## [Given request]
Please retype the listing below line for line, leaving every character unchanged.

** Start Records for the task **

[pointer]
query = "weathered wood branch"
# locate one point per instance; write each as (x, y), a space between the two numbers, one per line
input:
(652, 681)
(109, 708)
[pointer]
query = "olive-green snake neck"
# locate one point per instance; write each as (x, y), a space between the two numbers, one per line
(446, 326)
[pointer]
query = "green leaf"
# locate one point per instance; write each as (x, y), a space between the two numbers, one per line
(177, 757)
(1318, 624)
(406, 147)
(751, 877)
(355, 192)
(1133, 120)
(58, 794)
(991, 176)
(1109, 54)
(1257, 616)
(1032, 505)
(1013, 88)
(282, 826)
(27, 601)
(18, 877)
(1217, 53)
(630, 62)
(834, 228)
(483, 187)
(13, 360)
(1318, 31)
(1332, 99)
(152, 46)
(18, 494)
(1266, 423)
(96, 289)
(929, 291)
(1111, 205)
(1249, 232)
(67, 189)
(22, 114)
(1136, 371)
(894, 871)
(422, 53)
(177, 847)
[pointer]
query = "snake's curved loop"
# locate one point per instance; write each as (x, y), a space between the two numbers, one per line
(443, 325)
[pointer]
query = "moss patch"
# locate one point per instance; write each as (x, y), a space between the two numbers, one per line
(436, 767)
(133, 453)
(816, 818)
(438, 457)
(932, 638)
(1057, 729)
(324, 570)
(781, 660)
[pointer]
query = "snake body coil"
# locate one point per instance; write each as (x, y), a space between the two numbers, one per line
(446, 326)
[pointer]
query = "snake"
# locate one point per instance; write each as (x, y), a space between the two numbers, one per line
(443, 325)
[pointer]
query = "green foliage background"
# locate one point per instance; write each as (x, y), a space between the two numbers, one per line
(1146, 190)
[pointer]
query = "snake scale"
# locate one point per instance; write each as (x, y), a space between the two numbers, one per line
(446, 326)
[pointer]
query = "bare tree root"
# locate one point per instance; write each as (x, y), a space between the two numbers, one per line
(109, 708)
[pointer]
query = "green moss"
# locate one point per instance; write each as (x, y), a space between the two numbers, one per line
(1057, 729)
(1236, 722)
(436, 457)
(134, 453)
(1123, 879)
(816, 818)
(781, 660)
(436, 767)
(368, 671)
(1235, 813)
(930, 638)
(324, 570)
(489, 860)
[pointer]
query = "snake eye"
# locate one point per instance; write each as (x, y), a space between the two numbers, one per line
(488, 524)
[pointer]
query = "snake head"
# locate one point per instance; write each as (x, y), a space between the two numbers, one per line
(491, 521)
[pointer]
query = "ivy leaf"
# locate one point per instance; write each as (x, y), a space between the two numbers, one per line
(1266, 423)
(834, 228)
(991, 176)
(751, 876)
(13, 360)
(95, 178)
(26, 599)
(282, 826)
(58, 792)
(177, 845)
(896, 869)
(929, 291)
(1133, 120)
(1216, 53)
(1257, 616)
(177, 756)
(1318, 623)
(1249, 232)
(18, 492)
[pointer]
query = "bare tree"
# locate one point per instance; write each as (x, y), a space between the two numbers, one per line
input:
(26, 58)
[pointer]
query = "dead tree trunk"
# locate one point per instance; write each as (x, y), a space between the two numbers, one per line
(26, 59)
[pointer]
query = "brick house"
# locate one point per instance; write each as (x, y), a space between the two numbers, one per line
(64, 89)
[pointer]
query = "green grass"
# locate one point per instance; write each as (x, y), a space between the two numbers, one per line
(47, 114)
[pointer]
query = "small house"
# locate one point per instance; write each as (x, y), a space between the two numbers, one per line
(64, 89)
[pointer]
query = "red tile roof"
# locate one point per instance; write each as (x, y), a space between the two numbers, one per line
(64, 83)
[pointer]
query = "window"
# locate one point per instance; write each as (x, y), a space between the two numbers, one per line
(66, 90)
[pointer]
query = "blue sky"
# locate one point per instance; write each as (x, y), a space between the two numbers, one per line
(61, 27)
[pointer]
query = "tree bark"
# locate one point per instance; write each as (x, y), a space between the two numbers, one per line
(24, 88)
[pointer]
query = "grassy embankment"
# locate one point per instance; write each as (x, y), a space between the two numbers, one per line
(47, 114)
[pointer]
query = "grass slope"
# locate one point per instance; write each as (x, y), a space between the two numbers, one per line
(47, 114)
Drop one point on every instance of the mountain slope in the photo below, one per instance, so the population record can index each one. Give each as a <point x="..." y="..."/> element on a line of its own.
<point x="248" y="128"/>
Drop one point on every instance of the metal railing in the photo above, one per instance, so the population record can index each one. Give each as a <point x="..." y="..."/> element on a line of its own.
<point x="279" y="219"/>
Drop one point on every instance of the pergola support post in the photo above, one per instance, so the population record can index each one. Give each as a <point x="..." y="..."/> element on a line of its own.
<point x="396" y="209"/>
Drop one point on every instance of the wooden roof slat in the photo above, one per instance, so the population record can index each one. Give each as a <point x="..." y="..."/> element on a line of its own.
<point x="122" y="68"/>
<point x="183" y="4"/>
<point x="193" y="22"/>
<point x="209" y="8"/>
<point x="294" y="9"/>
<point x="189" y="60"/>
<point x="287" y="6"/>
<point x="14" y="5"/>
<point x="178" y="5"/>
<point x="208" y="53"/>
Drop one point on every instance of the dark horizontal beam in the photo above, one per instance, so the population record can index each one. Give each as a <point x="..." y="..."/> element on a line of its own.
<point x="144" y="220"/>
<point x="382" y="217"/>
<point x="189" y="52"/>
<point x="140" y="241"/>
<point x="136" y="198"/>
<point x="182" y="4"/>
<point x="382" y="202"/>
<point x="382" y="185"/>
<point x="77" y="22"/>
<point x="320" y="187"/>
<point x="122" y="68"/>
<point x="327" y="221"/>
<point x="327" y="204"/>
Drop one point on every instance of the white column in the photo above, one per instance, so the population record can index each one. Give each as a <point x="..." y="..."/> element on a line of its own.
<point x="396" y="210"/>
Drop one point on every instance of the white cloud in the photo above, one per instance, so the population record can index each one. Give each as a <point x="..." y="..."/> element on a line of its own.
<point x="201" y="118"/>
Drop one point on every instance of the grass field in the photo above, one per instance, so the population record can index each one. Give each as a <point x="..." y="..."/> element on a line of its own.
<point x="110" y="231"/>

** End Records for the task **

## [Finished task]
[pointer]
query = "weathered wood branch"
# locate one point per instance; write each as (x, y), a space between the two numbers, one per line
input:
(652, 681)
(109, 708)
[pointer]
query = "olive-green snake neck"
# locate one point per instance; write each as (x, y), a space between the two numbers, one per line
(446, 326)
[pointer]
query = "green leaf"
# locate one point per instance; write each as (x, y), a space between the two numbers, one per line
(177, 757)
(1318, 624)
(406, 147)
(751, 877)
(355, 192)
(1133, 120)
(58, 794)
(991, 176)
(1109, 54)
(1257, 616)
(1032, 505)
(1013, 88)
(282, 826)
(27, 601)
(18, 877)
(1217, 53)
(630, 62)
(834, 228)
(483, 187)
(13, 360)
(1318, 31)
(1332, 99)
(152, 46)
(18, 494)
(1266, 423)
(96, 289)
(929, 291)
(1111, 205)
(1249, 232)
(67, 189)
(22, 114)
(1136, 371)
(894, 871)
(422, 53)
(177, 847)
[pointer]
query = "snake's curved loop"
# locate one point per instance; write each as (x, y), a space between the two numbers, one per line
(443, 325)
[pointer]
query = "moss patch"
# locate one point per instance; write each as (x, y), a space between the two numbers, one per line
(436, 767)
(133, 453)
(816, 818)
(438, 457)
(932, 638)
(1057, 729)
(324, 570)
(781, 660)
[pointer]
query = "snake body coil"
# locate one point per instance; write each as (x, y), a space between the two numbers, one per line
(446, 326)
[pointer]
query = "snake"
# locate one point per instance; write each as (x, y), a space between the two numbers, one per line
(443, 325)
[pointer]
query = "green foliage background"
# locate one point per instance; write each as (x, y), a space between the two numbers, one per line
(1146, 190)
[pointer]
query = "snake scale"
# locate one point per instance; write each as (x, y), a space between the two numbers, one per line
(446, 326)
[pointer]
query = "bare tree root"
# locate one point per instance; write each as (x, y), a space between the two numbers, one per line
(109, 708)
[pointer]
query = "green moss"
# locate one point per instance; write each as (x, y), a space between the two numbers, one per line
(1057, 729)
(1236, 722)
(436, 457)
(134, 453)
(1123, 879)
(816, 818)
(781, 660)
(436, 767)
(368, 671)
(1235, 813)
(930, 638)
(324, 570)
(489, 860)
[pointer]
query = "snake eye"
# locate one point per instance; write each as (x, y), a space between the two numbers, one per line
(488, 524)
[pointer]
query = "snake head"
# locate one point per instance; write each as (x, y), a space between the two numbers, one per line
(491, 521)
[pointer]
query = "ivy leaf"
# locate one point per instance; write each as (x, y), a space between the two numbers, one per line
(1266, 423)
(834, 228)
(991, 176)
(751, 876)
(13, 360)
(95, 178)
(26, 599)
(282, 826)
(58, 792)
(177, 845)
(896, 869)
(929, 291)
(1133, 120)
(1216, 53)
(1257, 616)
(177, 756)
(1318, 623)
(1249, 232)
(18, 492)
[pointer]
query = "bare tree"
# locate one point per instance; write each as (x, y), a space between the two numbers, one per line
input:
(26, 58)
[pointer]
query = "dead tree trunk"
# locate one point per instance; write each as (x, y), a space between the two numbers, one per line
(26, 59)
[pointer]
query = "brick house"
# locate one point per instance; write each as (x, y), a space between the two numbers, one per line
(64, 89)
[pointer]
query = "green grass"
# locate one point per instance; write each as (x, y), a space between the two numbers, one per line
(47, 114)
[pointer]
query = "small house"
# locate one point per instance; write each as (x, y), a space between the two numbers, one per line
(64, 89)
[pointer]
query = "red tile roof"
# locate one point per instance; write each as (x, y), a space between the two numbers, one per line
(64, 83)
[pointer]
query = "window"
# locate one point per instance; write each as (x, y), a space between the two numbers, one per line
(66, 90)
[pointer]
query = "blue sky"
# locate one point per instance; write each as (x, y), a space between the two numbers, one per line
(61, 27)
[pointer]
query = "tree bark"
# locate one point per instance; write each as (x, y), a space between the two numbers, one per line
(24, 88)
[pointer]
query = "grassy embankment"
# locate one point per instance; write each as (x, y), a space between the two numbers, one per line
(47, 114)
[pointer]
query = "grass slope"
# locate one point per instance; write each as (x, y), a space between the two numbers, one per line
(47, 114)
Drop one point on every instance of the mountain slope in the photo below, one per instance, so the population record can index each one. Give each as a <point x="..." y="..."/> element on a line of its own.
<point x="248" y="128"/>
Drop one point on every instance of the metal railing in the photo above, one per instance, so the population record can index each one. Give each as a <point x="..." y="..."/> element on a line of its own.
<point x="279" y="219"/>
Drop one point on every instance of the pergola support post in the photo above, one per instance, so the population record can index each one. Give each as a <point x="..." y="..."/> element on a line of its own.
<point x="396" y="209"/>
Drop one point on every instance of the wooden roof slat in the photo above, one per instance, so the population record can index each one. Give each as a <point x="..." y="..."/> element on a line of its own.
<point x="122" y="68"/>
<point x="183" y="4"/>
<point x="193" y="22"/>
<point x="209" y="8"/>
<point x="294" y="9"/>
<point x="189" y="60"/>
<point x="287" y="6"/>
<point x="14" y="5"/>
<point x="178" y="5"/>
<point x="208" y="53"/>
Drop one point on every instance of the dark horizontal beam in the photo above, one per instance, so the population record can index each one. Give each as a <point x="..." y="..."/> element on a line of its own.
<point x="144" y="220"/>
<point x="382" y="217"/>
<point x="189" y="52"/>
<point x="140" y="241"/>
<point x="136" y="198"/>
<point x="182" y="4"/>
<point x="382" y="202"/>
<point x="382" y="185"/>
<point x="77" y="22"/>
<point x="320" y="187"/>
<point x="122" y="68"/>
<point x="327" y="221"/>
<point x="327" y="204"/>
Drop one point on every instance of the white column in the photo above, one per instance, so the population record can index each one. Give each as a <point x="..." y="..."/> element on a line of its own.
<point x="396" y="210"/>
Drop one point on every instance of the white cloud in the photo above, one per instance, so the population record can index each one. Give each as a <point x="..." y="..."/> element on a line of its own.
<point x="201" y="118"/>
Drop one point on every instance of the grass field in the photo above, one per instance, so the population record can index each one. Give each as a <point x="..." y="..."/> element on a line of its own.
<point x="110" y="231"/>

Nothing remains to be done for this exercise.